TASK DIRECTIONS: Can you reproduce all the lines below with each "Query" replaced by "Target", change nothing else, and leave the pictures out?

## start DATA TO USE

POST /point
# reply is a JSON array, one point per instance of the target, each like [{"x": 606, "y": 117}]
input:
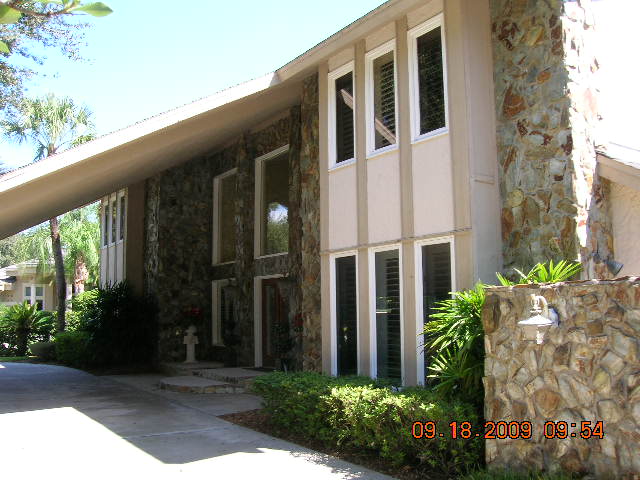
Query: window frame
[
  {"x": 414, "y": 80},
  {"x": 216, "y": 321},
  {"x": 334, "y": 311},
  {"x": 335, "y": 74},
  {"x": 370, "y": 58},
  {"x": 216, "y": 216},
  {"x": 259, "y": 176},
  {"x": 373, "y": 335},
  {"x": 450, "y": 239},
  {"x": 33, "y": 298}
]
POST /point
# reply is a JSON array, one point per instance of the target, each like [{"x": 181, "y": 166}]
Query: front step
[
  {"x": 194, "y": 384},
  {"x": 236, "y": 376}
]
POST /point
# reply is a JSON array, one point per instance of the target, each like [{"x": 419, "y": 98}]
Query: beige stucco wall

## end DATA TO USE

RESPONSE FOR THIS EXERCISE:
POST /point
# reply is a JSON array, one point per instance of the target, each like [{"x": 606, "y": 117}]
input:
Target: window frame
[
  {"x": 414, "y": 80},
  {"x": 216, "y": 321},
  {"x": 334, "y": 311},
  {"x": 335, "y": 74},
  {"x": 370, "y": 58},
  {"x": 216, "y": 216},
  {"x": 259, "y": 176},
  {"x": 373, "y": 335},
  {"x": 450, "y": 239},
  {"x": 33, "y": 298}
]
POST /point
# reply is a JSON array, one point per instance of the target, each like [{"x": 181, "y": 166}]
Target: front step
[
  {"x": 194, "y": 384},
  {"x": 236, "y": 376}
]
POST /point
# reply is a JSON array, one point per instance of the target, each like [{"x": 419, "y": 98}]
Target: beige stucco wall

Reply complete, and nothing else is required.